§ **Problem details**
Return each line exactly, from the one that has "[point] every instance of the dirt" through the end of the entries, both ends included. Pictures do not belong.

+++ Material for this task

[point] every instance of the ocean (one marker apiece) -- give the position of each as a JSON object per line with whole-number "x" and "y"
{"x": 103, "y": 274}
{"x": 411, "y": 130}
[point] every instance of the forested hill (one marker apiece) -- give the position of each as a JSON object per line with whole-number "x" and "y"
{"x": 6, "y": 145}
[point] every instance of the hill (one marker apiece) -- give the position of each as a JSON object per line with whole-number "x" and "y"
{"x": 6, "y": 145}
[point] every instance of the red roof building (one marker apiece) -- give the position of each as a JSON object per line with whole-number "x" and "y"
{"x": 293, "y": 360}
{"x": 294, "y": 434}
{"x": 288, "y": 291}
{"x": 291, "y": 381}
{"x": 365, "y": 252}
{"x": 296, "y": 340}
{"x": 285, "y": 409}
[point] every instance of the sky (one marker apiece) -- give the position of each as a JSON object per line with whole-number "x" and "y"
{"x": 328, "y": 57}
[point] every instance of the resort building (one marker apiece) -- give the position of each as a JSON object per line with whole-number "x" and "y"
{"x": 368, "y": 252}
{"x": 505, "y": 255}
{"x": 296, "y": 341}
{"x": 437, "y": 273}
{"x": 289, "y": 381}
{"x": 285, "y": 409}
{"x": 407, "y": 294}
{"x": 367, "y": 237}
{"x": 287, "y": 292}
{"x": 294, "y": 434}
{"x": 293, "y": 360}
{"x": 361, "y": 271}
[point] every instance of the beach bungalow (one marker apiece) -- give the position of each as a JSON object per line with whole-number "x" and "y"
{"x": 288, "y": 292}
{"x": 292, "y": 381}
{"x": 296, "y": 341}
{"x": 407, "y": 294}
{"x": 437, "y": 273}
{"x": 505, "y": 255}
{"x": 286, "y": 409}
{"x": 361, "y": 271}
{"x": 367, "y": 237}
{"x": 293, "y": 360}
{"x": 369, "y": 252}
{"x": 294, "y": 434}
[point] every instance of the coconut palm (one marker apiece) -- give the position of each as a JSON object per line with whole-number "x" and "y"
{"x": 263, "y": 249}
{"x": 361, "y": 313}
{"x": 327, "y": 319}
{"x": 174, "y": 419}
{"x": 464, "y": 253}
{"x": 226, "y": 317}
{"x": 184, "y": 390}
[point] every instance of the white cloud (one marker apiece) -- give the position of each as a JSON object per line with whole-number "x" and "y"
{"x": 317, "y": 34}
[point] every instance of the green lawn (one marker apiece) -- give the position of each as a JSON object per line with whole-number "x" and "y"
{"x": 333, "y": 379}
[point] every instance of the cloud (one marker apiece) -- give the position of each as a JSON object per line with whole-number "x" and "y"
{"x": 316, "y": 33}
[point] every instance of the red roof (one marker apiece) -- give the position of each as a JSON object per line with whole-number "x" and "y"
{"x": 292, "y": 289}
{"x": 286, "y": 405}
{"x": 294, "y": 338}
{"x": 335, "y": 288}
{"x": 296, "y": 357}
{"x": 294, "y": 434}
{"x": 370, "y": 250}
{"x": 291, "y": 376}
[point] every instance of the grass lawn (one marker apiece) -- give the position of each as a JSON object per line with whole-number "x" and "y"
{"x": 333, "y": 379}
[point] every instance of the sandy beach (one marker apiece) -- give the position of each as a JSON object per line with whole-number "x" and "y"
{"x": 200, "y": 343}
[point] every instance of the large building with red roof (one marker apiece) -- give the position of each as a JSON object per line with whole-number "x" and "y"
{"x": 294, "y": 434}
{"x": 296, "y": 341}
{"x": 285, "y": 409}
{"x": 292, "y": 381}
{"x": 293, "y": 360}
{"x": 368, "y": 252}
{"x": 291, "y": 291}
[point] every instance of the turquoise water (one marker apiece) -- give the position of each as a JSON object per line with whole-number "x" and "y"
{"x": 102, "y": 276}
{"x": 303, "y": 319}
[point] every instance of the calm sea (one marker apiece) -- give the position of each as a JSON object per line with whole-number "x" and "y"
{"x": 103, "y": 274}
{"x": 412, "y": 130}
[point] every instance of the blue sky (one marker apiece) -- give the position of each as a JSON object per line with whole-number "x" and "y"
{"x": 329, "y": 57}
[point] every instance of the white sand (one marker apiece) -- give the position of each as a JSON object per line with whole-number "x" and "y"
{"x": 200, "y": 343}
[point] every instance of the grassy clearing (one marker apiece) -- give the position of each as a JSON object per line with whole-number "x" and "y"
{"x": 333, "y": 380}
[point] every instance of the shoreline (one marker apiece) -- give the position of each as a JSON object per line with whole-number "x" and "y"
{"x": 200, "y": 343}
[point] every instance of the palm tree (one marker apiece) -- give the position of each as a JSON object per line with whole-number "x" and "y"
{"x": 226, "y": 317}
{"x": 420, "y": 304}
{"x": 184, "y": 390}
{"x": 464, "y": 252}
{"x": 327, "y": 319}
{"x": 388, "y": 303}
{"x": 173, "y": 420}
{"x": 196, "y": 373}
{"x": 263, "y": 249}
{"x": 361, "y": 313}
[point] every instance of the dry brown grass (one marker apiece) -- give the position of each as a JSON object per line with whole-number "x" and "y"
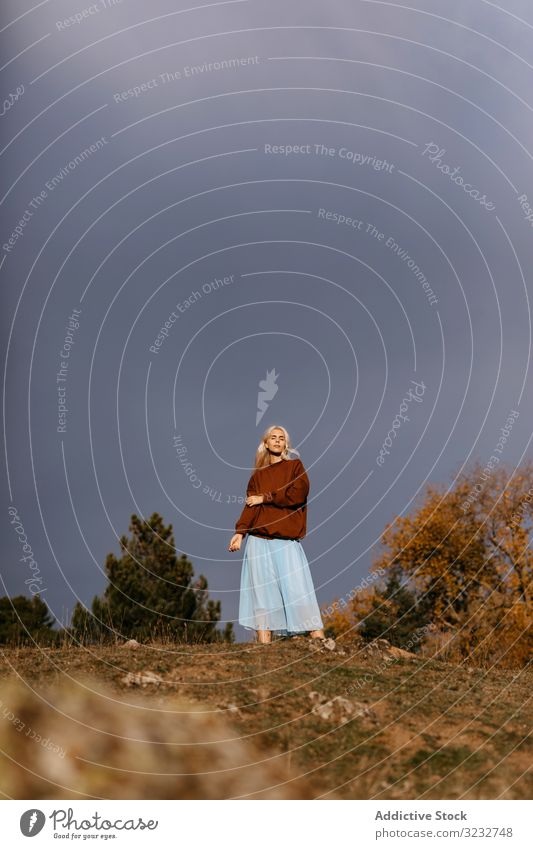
{"x": 433, "y": 730}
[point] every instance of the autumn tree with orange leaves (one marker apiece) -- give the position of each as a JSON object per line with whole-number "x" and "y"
{"x": 464, "y": 554}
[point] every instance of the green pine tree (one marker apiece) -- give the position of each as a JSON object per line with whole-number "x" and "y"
{"x": 24, "y": 620}
{"x": 151, "y": 593}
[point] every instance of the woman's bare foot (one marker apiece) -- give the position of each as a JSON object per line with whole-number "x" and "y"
{"x": 264, "y": 636}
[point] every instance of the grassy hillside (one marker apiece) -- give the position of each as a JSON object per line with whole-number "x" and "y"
{"x": 403, "y": 727}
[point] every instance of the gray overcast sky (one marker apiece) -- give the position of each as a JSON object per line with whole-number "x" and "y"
{"x": 355, "y": 175}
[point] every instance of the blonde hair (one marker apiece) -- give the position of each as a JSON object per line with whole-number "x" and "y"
{"x": 262, "y": 456}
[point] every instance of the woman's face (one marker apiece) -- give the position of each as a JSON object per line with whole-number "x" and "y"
{"x": 276, "y": 442}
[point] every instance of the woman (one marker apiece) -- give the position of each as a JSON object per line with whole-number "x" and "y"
{"x": 277, "y": 592}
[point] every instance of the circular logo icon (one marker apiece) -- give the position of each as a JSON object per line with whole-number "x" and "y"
{"x": 32, "y": 822}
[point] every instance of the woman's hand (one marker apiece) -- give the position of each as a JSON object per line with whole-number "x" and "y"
{"x": 235, "y": 542}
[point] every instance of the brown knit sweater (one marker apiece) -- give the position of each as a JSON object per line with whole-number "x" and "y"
{"x": 282, "y": 515}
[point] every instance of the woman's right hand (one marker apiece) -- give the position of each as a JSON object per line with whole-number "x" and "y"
{"x": 235, "y": 542}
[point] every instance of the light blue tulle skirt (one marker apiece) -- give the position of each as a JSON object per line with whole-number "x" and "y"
{"x": 277, "y": 592}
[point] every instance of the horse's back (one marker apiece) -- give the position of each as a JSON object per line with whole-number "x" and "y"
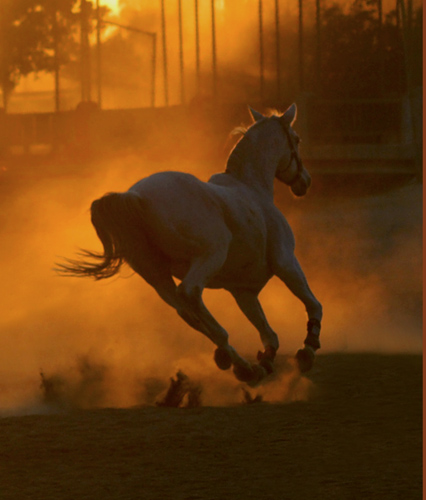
{"x": 186, "y": 217}
{"x": 183, "y": 216}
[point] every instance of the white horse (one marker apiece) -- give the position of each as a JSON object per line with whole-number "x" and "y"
{"x": 224, "y": 233}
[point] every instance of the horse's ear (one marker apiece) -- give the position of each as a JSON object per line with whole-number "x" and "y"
{"x": 255, "y": 114}
{"x": 289, "y": 117}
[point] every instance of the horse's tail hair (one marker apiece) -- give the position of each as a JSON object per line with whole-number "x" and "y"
{"x": 117, "y": 219}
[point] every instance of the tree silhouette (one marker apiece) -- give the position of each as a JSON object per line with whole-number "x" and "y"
{"x": 35, "y": 35}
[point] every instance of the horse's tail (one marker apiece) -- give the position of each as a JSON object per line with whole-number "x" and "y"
{"x": 117, "y": 218}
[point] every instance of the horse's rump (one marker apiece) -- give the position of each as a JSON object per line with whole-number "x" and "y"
{"x": 118, "y": 221}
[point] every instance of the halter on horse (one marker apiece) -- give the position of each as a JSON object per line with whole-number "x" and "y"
{"x": 226, "y": 233}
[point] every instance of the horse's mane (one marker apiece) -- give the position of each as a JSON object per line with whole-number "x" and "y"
{"x": 242, "y": 149}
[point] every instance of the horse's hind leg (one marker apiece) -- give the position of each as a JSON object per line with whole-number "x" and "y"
{"x": 251, "y": 307}
{"x": 202, "y": 268}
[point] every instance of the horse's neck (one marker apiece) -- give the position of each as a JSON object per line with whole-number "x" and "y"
{"x": 243, "y": 163}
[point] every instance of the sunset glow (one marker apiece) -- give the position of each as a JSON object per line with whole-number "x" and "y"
{"x": 113, "y": 5}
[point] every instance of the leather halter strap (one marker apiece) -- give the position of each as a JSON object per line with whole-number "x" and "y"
{"x": 293, "y": 156}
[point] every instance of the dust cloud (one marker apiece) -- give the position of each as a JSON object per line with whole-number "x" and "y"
{"x": 74, "y": 343}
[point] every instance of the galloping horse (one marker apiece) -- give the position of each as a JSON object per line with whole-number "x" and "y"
{"x": 225, "y": 233}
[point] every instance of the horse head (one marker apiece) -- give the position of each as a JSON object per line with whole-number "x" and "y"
{"x": 289, "y": 169}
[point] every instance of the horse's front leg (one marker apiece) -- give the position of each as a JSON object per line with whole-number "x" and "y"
{"x": 288, "y": 269}
{"x": 249, "y": 304}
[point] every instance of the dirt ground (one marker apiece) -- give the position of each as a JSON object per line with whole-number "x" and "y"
{"x": 358, "y": 436}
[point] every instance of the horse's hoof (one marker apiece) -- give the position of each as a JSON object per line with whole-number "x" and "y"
{"x": 243, "y": 373}
{"x": 222, "y": 358}
{"x": 259, "y": 373}
{"x": 267, "y": 365}
{"x": 305, "y": 359}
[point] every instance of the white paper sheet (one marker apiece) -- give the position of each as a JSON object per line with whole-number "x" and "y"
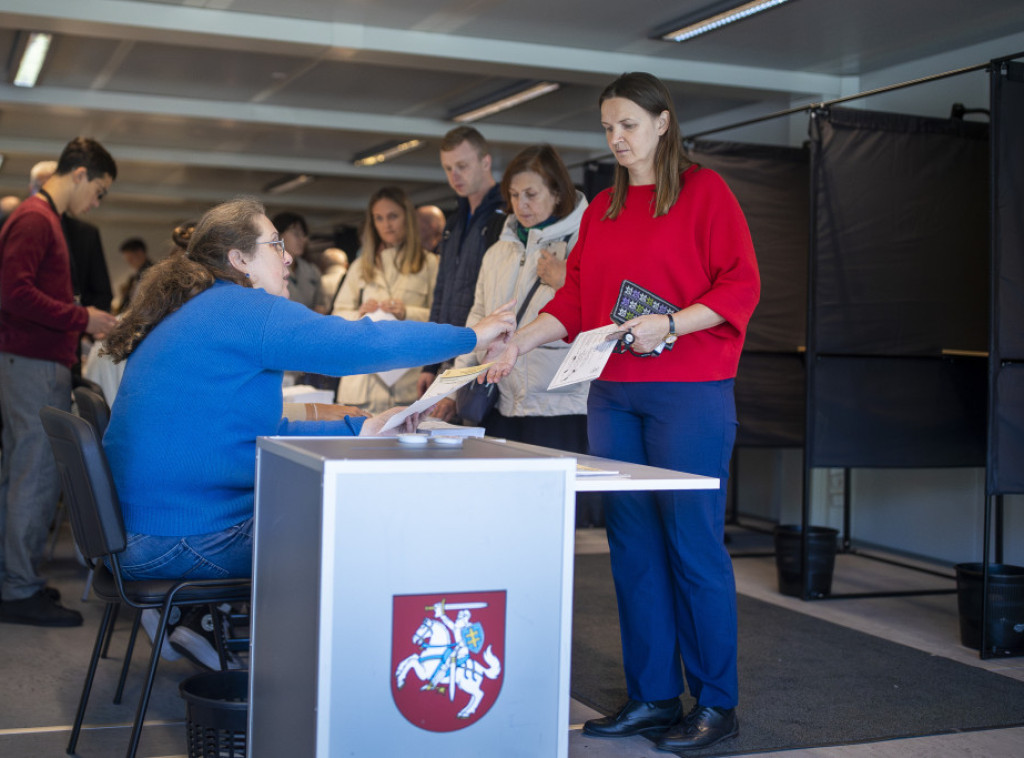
{"x": 587, "y": 356}
{"x": 443, "y": 385}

++++++

§ **Response**
[point] every instance of the dirt ground (one marker apiece) -- give the position of each as a JSON object per line with whole-number "x" and "y"
{"x": 358, "y": 436}
[point] every instance of the horse's hoof (one marker apiece) -- give the position of each as a JSON object per line with whole-number "x" and "y"
{"x": 243, "y": 373}
{"x": 222, "y": 358}
{"x": 259, "y": 373}
{"x": 267, "y": 365}
{"x": 305, "y": 359}
[point] every instance of the white paper sheet (one marker apiece) -- give the position of each as a JSON object per line with whole-number "x" and "y"
{"x": 587, "y": 356}
{"x": 443, "y": 385}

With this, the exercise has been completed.